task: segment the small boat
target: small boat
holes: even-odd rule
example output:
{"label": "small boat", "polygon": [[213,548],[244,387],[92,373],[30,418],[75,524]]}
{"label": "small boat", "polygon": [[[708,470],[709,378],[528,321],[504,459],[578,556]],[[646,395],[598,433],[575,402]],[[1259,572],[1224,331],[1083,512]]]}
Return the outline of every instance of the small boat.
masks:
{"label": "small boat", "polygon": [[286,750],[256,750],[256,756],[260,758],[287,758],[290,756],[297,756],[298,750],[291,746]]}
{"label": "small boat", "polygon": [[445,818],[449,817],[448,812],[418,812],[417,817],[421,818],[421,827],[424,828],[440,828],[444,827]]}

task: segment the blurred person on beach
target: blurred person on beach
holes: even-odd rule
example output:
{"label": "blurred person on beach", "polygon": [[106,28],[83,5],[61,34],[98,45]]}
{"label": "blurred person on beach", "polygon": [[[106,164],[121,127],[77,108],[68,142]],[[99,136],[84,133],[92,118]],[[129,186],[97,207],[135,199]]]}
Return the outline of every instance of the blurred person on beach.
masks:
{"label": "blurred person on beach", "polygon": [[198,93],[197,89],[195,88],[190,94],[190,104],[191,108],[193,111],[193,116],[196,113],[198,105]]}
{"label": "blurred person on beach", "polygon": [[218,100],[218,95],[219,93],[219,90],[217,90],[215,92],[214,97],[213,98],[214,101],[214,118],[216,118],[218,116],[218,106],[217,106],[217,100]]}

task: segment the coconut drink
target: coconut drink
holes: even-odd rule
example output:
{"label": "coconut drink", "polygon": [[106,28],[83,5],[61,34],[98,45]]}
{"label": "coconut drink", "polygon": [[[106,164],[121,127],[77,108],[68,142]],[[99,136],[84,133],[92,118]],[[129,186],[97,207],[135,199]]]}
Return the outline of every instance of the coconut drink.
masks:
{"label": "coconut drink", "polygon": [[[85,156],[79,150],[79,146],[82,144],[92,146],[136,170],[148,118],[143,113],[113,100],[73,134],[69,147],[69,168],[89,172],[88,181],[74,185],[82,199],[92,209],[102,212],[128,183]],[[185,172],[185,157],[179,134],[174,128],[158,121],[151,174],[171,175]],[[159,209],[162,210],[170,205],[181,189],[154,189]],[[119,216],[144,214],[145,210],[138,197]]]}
=-=-=
Copy all of the data above line for line, with no changes.

task: segment the small boat
target: small boat
holes: even-odd rule
example output:
{"label": "small boat", "polygon": [[213,548],[244,387],[92,373],[30,418],[75,524]]}
{"label": "small boat", "polygon": [[[708,470],[709,378],[528,321],[504,459],[578,556]],[[646,395],[598,433],[575,402]],[[1259,572],[1224,331],[1083,512]]]}
Return the outline of every instance of the small boat.
masks:
{"label": "small boat", "polygon": [[286,750],[256,750],[256,756],[260,758],[287,758],[290,756],[297,756],[298,750],[291,746]]}
{"label": "small boat", "polygon": [[445,818],[449,817],[448,812],[418,812],[417,817],[421,818],[421,827],[424,828],[440,828],[444,827]]}

task: segment the blurred person on beach
target: blurred person on beach
holes: even-odd rule
example output:
{"label": "blurred person on beach", "polygon": [[106,28],[83,5],[61,34],[98,45]]}
{"label": "blurred person on beach", "polygon": [[[106,164],[121,127],[77,108],[68,142]],[[99,136],[84,133],[92,118]],[[129,186],[97,207],[135,199]]]}
Return the outline of every instance of the blurred person on beach.
masks:
{"label": "blurred person on beach", "polygon": [[198,93],[197,89],[195,88],[190,94],[190,104],[191,108],[193,111],[193,116],[196,113],[198,105]]}
{"label": "blurred person on beach", "polygon": [[218,100],[218,95],[219,93],[219,90],[217,90],[215,92],[214,97],[213,98],[214,101],[214,118],[216,118],[218,116],[218,106],[217,106],[217,100]]}

task: segment the coconut drink
target: coconut drink
holes: even-odd rule
example output:
{"label": "coconut drink", "polygon": [[106,28],[83,5],[61,34],[98,45]]}
{"label": "coconut drink", "polygon": [[[106,164],[121,127],[77,108],[68,142]],[[99,136],[84,133],[92,118]],[[129,186],[97,207],[135,199]]]}
Return the outline of every instance of the coconut drink.
masks:
{"label": "coconut drink", "polygon": [[[85,156],[79,150],[79,146],[82,144],[92,146],[136,170],[148,118],[143,113],[113,100],[73,134],[69,147],[69,168],[89,172],[88,181],[74,185],[82,199],[92,209],[102,212],[128,183]],[[185,172],[185,157],[179,134],[174,128],[158,121],[151,174],[171,175]],[[159,209],[162,210],[170,205],[181,189],[154,189]],[[119,216],[144,214],[145,210],[138,197]]]}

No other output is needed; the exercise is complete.